» **What the exercise asks**:
Identify every line in the data below that holds the word "blurred", and copy each such line in full.
# start of Entries
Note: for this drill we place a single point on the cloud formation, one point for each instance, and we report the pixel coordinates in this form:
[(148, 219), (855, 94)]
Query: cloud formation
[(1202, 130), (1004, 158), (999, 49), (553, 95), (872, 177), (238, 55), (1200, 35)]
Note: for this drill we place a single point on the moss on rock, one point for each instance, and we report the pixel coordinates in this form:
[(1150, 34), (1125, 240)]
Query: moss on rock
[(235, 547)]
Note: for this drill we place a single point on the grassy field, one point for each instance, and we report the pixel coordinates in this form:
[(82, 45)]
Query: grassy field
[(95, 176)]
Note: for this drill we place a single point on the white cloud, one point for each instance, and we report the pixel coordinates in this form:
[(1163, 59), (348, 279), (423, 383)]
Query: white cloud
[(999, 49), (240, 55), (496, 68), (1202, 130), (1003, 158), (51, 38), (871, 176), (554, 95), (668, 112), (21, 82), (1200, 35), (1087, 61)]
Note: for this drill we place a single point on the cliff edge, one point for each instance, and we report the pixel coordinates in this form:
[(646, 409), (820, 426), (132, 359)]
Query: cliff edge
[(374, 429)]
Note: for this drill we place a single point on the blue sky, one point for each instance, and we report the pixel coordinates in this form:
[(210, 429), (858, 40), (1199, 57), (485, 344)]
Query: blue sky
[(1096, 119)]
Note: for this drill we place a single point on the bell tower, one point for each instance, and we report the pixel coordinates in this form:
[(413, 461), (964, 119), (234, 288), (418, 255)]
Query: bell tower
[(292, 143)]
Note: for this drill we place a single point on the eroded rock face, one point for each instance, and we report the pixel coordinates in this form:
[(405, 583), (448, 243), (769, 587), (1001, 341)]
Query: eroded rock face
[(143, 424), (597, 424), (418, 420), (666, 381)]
# end of Entries
# start of Entries
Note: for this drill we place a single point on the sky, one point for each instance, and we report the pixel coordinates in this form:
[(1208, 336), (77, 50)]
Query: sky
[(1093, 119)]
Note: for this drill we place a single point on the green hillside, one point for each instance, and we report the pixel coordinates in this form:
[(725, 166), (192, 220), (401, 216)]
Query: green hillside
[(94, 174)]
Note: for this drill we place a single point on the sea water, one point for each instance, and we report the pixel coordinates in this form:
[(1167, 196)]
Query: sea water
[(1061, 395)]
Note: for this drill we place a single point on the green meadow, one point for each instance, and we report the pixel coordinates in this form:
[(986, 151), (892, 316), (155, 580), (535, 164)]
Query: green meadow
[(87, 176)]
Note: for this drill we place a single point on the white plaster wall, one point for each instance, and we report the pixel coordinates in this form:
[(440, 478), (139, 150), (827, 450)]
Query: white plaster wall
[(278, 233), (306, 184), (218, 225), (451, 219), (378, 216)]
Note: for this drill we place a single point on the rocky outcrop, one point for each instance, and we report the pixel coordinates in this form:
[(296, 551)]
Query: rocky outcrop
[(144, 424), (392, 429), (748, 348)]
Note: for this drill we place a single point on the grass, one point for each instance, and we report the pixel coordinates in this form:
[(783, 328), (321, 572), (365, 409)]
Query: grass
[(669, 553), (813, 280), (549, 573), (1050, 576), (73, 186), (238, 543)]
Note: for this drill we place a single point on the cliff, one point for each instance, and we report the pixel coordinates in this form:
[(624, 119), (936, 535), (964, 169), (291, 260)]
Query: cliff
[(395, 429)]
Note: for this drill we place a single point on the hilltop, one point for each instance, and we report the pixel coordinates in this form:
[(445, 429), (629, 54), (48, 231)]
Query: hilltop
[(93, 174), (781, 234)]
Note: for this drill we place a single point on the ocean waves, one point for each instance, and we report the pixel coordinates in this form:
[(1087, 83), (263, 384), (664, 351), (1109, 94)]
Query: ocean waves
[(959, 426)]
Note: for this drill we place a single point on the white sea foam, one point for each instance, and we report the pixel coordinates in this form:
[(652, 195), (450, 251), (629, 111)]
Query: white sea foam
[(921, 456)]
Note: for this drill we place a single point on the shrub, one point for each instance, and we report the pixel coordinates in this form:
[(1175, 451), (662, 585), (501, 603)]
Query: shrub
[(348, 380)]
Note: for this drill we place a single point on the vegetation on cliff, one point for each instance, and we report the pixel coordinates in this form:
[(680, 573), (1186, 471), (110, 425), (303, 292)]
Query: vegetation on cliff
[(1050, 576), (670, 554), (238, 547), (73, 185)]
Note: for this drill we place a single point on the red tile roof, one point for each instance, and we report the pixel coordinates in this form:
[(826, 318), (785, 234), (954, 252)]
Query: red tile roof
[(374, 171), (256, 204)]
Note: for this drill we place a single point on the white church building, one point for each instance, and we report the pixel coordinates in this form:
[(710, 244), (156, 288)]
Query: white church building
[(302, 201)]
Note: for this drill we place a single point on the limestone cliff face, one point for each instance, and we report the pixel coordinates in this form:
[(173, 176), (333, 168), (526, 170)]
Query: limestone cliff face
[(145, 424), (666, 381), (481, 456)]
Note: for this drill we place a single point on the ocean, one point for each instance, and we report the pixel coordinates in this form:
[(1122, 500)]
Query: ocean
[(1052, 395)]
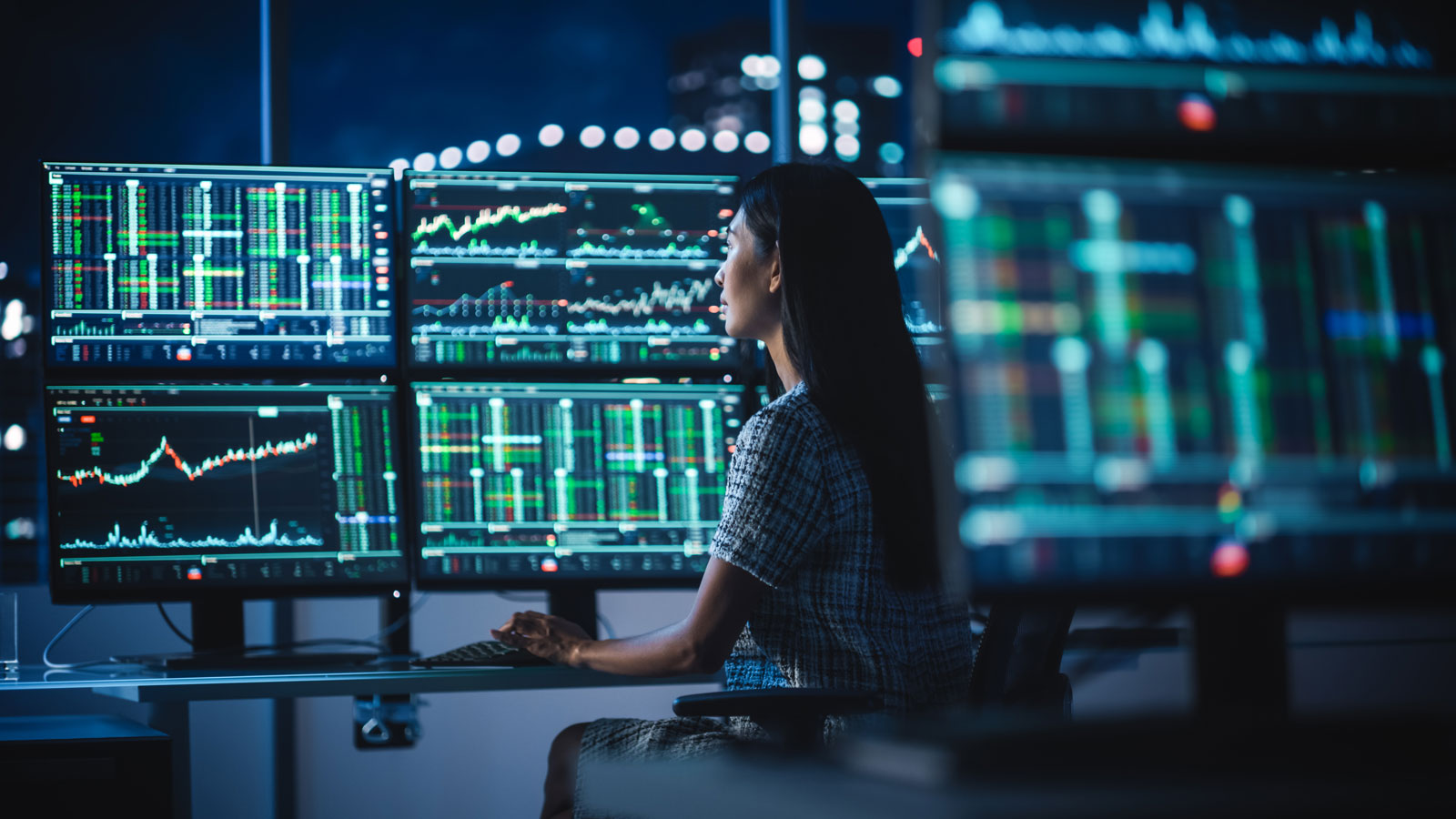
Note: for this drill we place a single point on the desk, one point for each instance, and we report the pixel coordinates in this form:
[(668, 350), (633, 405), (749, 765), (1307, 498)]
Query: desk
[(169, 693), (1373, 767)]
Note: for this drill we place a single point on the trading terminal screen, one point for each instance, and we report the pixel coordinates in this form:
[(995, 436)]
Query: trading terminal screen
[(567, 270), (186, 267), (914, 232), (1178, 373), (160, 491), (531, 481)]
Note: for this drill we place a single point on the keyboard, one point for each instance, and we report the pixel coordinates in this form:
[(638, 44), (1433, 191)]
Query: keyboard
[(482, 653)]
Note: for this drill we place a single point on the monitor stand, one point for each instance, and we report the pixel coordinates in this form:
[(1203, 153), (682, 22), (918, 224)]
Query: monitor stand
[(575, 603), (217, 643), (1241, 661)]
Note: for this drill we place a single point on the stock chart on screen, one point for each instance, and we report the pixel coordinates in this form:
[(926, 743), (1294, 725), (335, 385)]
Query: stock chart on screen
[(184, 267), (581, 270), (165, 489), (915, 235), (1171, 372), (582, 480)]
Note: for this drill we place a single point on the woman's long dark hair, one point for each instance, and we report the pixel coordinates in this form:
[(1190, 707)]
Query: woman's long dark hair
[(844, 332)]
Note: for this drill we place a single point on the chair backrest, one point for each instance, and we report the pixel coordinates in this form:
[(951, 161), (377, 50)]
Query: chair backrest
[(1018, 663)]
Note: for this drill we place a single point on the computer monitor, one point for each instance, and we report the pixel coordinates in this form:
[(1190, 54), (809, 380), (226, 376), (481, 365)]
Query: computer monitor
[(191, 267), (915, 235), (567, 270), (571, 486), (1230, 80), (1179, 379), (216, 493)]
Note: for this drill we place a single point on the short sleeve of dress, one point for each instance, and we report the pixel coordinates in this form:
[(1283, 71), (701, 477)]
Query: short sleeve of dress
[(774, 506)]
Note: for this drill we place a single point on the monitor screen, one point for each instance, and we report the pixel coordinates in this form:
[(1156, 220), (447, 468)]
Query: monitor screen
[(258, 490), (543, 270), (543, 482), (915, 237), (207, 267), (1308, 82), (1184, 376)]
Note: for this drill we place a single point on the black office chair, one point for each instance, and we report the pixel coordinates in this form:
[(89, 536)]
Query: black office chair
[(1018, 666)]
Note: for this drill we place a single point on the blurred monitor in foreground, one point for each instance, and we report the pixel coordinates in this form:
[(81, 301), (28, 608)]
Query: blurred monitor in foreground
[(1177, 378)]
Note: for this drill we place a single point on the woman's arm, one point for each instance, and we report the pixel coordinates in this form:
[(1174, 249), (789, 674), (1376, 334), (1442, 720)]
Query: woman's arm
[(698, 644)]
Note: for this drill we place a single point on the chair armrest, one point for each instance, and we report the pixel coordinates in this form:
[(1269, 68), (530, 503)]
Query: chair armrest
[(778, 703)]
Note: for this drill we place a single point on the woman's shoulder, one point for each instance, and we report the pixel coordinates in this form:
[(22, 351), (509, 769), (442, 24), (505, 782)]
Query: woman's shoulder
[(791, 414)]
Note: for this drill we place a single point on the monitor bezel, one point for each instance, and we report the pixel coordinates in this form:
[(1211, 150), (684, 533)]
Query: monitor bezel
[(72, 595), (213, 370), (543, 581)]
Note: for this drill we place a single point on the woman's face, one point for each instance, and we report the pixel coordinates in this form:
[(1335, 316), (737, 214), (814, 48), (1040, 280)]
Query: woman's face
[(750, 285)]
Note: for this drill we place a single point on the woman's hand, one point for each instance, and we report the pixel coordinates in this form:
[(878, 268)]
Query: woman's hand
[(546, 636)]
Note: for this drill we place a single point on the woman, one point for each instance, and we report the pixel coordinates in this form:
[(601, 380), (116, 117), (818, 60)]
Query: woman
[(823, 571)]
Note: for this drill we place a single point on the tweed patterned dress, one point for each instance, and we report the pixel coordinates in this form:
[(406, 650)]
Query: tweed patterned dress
# end of Entries
» **Correct answer**:
Note: for this drill we place a single point on the blurred monitor in foreground, one point for each instance, and we report the pixel coordinates in this form:
Query: blurred monitor in foreground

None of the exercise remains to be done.